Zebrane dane
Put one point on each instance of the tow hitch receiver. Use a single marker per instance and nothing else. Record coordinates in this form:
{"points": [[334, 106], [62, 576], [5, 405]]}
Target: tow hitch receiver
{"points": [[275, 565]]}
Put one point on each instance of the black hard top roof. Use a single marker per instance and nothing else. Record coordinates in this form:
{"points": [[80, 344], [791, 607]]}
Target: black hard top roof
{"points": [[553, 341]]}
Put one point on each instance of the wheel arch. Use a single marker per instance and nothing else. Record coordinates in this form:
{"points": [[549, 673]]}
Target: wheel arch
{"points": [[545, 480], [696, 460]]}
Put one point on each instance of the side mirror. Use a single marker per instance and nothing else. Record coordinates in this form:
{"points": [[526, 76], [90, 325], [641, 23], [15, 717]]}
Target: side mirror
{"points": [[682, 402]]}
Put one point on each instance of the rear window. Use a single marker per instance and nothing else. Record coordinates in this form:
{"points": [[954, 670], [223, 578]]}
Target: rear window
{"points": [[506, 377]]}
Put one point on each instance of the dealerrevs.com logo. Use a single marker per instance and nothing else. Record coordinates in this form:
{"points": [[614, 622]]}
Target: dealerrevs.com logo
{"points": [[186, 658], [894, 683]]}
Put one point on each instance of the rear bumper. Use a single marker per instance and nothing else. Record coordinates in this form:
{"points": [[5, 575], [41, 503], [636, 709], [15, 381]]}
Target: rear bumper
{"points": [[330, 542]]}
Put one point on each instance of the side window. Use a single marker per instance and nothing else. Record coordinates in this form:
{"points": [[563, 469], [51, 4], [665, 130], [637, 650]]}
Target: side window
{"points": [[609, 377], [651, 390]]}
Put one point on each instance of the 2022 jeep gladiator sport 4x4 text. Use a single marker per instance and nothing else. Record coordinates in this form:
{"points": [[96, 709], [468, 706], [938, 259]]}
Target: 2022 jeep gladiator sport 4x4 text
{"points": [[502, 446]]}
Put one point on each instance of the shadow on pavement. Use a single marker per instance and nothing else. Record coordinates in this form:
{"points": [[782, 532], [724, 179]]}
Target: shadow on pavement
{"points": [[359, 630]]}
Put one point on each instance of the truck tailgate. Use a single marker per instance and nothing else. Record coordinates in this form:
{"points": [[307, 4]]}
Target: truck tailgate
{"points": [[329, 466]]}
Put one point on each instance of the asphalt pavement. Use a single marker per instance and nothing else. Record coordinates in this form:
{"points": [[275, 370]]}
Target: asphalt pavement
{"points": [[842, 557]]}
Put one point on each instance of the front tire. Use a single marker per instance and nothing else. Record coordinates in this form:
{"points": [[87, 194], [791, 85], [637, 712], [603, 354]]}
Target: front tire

:: Polecenie ::
Przekształć w listę numerowaną wszystkie wiersze wykazu od wiersza zawierającego „Put one point on each instance of the shadow” (włącznie z nim) aż do samego końca wykazu, pomijając puste wiersze.

:: Odpowiedź ::
1. Put one point on each instance of the shadow on pavement. Use a single marker per instance and nothing else. Record coordinates in this form:
2. {"points": [[782, 532], [724, 179]]}
3. Target: shadow on pavement
4. {"points": [[359, 630]]}
5. Put one point on each instance of the truck tailgate. Use a single marker per instance and nothing else. Record coordinates in this form:
6. {"points": [[307, 4]]}
7. Target: truck tailgate
8. {"points": [[329, 466]]}
9. Put one point on each instance of the asphalt pavement. Use a single marker per instance and nothing else. Record coordinates in this form:
10. {"points": [[275, 370]]}
11. Target: asphalt pavement
12. {"points": [[842, 557]]}
13. Put one point on each instance of the front tire. Use a single marker per instance and nothing else. Record coordinates in this form:
14. {"points": [[87, 194], [791, 85], [637, 712], [603, 354]]}
15. Target: front tire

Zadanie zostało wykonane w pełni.